• [Given text]
We'll work on making this differentiate so let's keep the issue open, regardless.
@jeremiedb suboptimal performance on fallback blas is expected (hence the warning about it). Feel free to open a separate issue to track. Resolving it requires either someone adding the BLAS rules in EnzymeRules or finishing up @ZuseZ4's work on Enzyme-internal blas rules.
@wsmoses thank you for this information. To summarize, is this issue entirely on the Enzyme.jl team hands now, or something can be done through the DiffEqFlux.jl part of the script?
You could define an EnzymeRule for the unsupported part of the code.
The current bottleneck is getfield: https://github.com/EnzymeAD/Enzyme.jl/issues/645, https://github.com/EnzymeAD/Enzyme.jl/issues/644. What's going on in the OP's case is that it will do a try/catch on Enzyme, which throws the warning, but then fails (errors), which is caught, and then it falls back to using ReverseDiff in scalar mode (to handle the mutation), and it should be doing tape compilation, but that's all a bit besides the point. The key is that what I showed is what it trys to do with Enzyme and fails.
using Enzyme, Random, Lux, ComponentArrays
Enzyme.API.printall!(true)
rng = Random.default_rng()
neuralNetwork = Lux.Chain(Lux.Dense(2,1),Lux.Dense(1,2))
ps, st = Lux.setup(rng, neuralNetwork)
ps64 = Float64.(ComponentArray(ps))
# @show ps64
function ude!(u,p, neuralNetwork)
neuralNetwork = Base.inferencebarrier(neuralNetwork.layers.layer_1)
# y = neuralNetwork(u, p.layer_1, NamedTuple()) # st.layer_1)
(y, _) = neuralNetwork(u, p.layer_1, NamedTuple()) # st.layer_1)
y[1]::Float64
end
u = Float64[0,0]
d_u = Float64[0,0]
p = ps64
d_p = copy(ps64)
ude!(u,p, neuralNetwork)
Enzyme.autodiff(Reverse, ude!, Duplicated(u, d_u), Const(p), neuralNetwork)
this hits a GC error atm, investigating.
The GC part of the error should now be fixed, the type instability persists.
Okay, still needs work:
using OrdinaryDiffEq, DiffEqFlux
using Optimization, OptimizationOptimisers, OptimizationOptimJL
using ComponentArrays, Lux, Random
# using ComponentArrays, Lux, Plots, Random, StatsBase
# using DelimitedFiles, Serialization
rng = Random.default_rng()
const neuralNetwork = Lux.Chain(Lux.Dense(2,10),Lux.Dense(10,5),Lux.Dense(5,2))
const ps, st = Lux.setup(rng, neuralNetwork)
ps64 = Float64.(ComponentArray(ps))
knownDynamics(x,p,q) = [-p[1].*x[1];
-p[2].*x[2]];
training_data = rand(2,50)
ps_dynamics = ComponentArray((predefined_params = rand(Float64, 2), model_params = ps64))

• [Material supplied]
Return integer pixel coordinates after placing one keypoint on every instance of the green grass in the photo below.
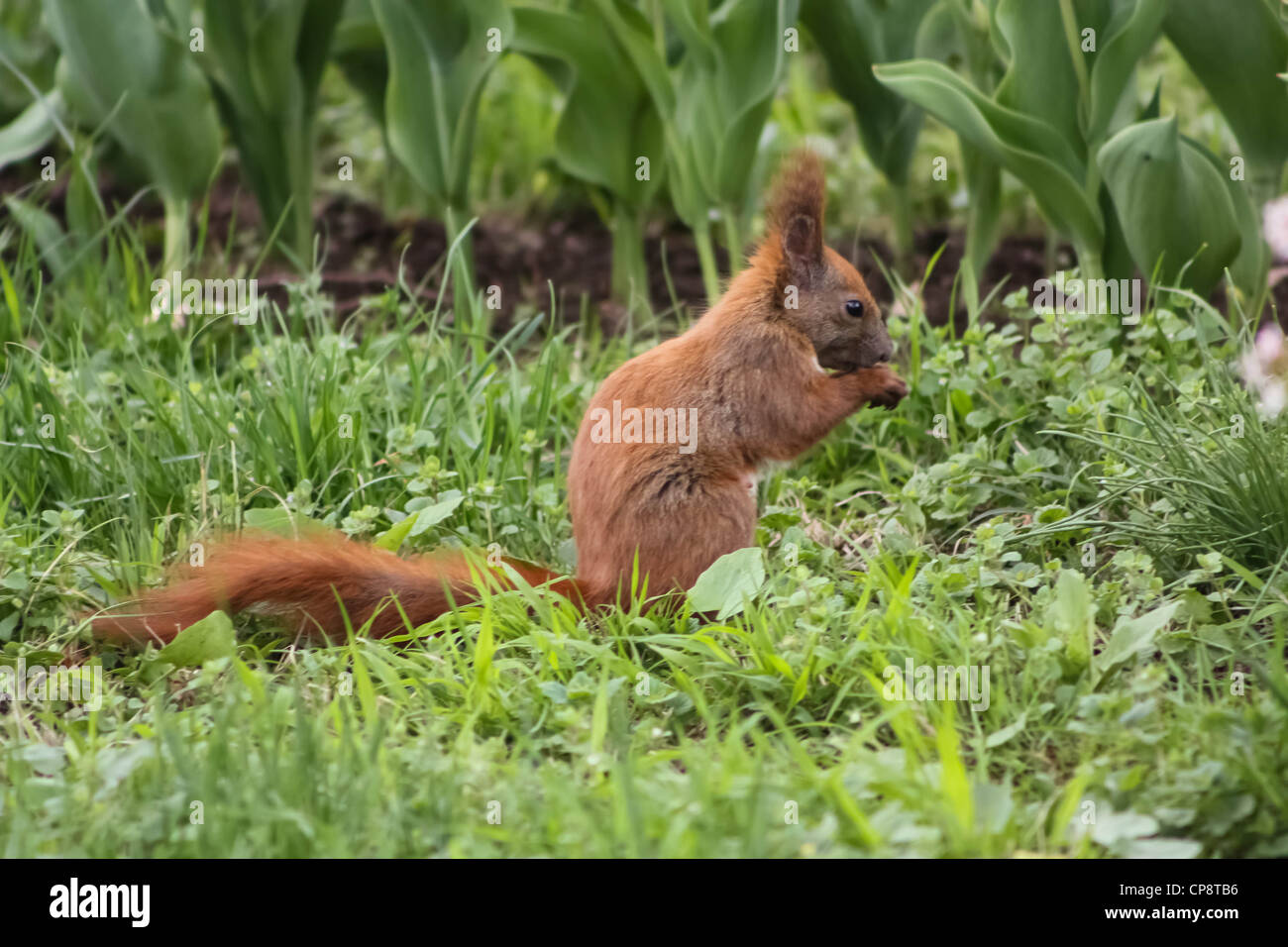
...
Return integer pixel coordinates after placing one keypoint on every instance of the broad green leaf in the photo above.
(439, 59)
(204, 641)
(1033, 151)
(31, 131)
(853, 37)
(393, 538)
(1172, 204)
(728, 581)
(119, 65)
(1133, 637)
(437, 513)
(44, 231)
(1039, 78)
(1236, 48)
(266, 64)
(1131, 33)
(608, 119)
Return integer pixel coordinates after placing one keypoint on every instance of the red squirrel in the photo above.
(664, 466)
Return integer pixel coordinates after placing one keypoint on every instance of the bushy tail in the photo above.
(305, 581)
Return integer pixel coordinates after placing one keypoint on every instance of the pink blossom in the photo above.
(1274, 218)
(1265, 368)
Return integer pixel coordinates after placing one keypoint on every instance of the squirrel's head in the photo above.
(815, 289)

• [What this exercise asks]
1. Which GitHub usernames appear with an @ sign in the Enzyme.jl thread? List every one.
2. Write out the part of the Enzyme.jl thread starting at "Okay, still needs" and ending at "training_data = rand(2,50)".
3. What comes next in the Enzyme.jl thread? Carry it on from the point where it stops.

• [Answer section]
1. @jeremiedb, @ZuseZ4, @wsmoses

2.
Okay, still needs work:
using OrdinaryDiffEq, DiffEqFlux
using Optimization, OptimizationOptimisers, OptimizationOptimJL
using ComponentArrays, Lux, Random
# using ComponentArrays, Lux, Plots, Random, StatsBase
# using DelimitedFiles, Serialization
rng = Random.default_rng()
const neuralNetwork = Lux.Chain(Lux.Dense(2,10),Lux.Dense(10,5),Lux.Dense(5,2))
const ps, st = Lux.setup(rng, neuralNetwork)
ps64 = Float64.(ComponentArray(ps))
knownDynamics(x,p,q) = [-p[1].*x[1];
-p[2].*x[2]];
training_data = rand(2,50)

3.
function ude!(du,u,p,t,q)
knownPred = knownDynamics(u,p.predefined_params,q)
nnPred = Array(neuralNetwork(u,p.model_params,st)[1])
for i in 1:length(u)
du[i] = knownPred[i]+nnPred[i]
end
end
nn_dynamics!(du,u,p,t) = ude!(du,u,p,t,nothing)
prob_nn = ODEProblem(nn_dynamics!,training_data[:, 1], (Float64(1),Float64(size(training_data,2))), ps_dynamics)
function predict(p, X = training_data[:,1], T = 1:size(training_data,2))
_prob = remake(prob_nn, u0 = X, tspan = (Float64(T[1]), Float64(T[end])), p = p)
Array(solve(_prob, Rodas4P(), saveat = T,
abstol=1e-7, reltol=1e-7
))
end
function loss_function(p)
X̂ = predict(p)
sum(abs2, training_data .- X̂)
end
pinit = ComponentVector(ps_dynamics)
adtype = Optimization.AutoZygote()
optf = Optimization.OptimizationFunction((x, p) -> loss_function(x), adtype)
optprob = Optimization.OptimizationProblem(optf, pinit)
result_neuralode = Optimization.solve(optprob,
ADAM(),
maxiters = 10)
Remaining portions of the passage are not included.